* _PROMPT_
Reproduce word for word the part of the early intervention transition FAQ below that opens with "1. May a school district determine" and closes with "on the referral?".

* _TEXT_
•••

Transition from Early Intervention to Special Education – FAQs

Transition from Early Intervention to Special Education – FAQs

Prepared by the Departments of Elementary and Secondary Education, Public Health, and Early Education and Care, in cooperation with participants in the Early Childhood Transition Forums, March 2014, revised and updated November 2014

  1. May a school district decide at the Transition Planning Conference not to act on the referral of a child made by Early Intervention (EI)?

The school district cannot refuse a referral of a child made by an EI provider. EI providers are responsible for determining if a child is potentially eligible for Part B services. The school district must act on the referral and conduct an evaluation (including all areas of suspected disability) of the child in order to determine if the child is eligible for special education services.

  1. May a school district determine that there is not enough information to justify a referral, or conduct a “screening” prior to acting on the referral?

•••

* _SUPPLIED INFORMATION_
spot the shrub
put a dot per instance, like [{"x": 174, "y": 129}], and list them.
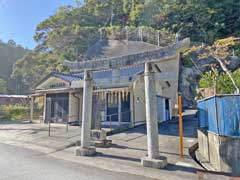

•••

* _FINISHED EXERCISE_
1. May a school district determine that there is not enough information to justify a referral, or conduct a “screening” prior to acting on the referral?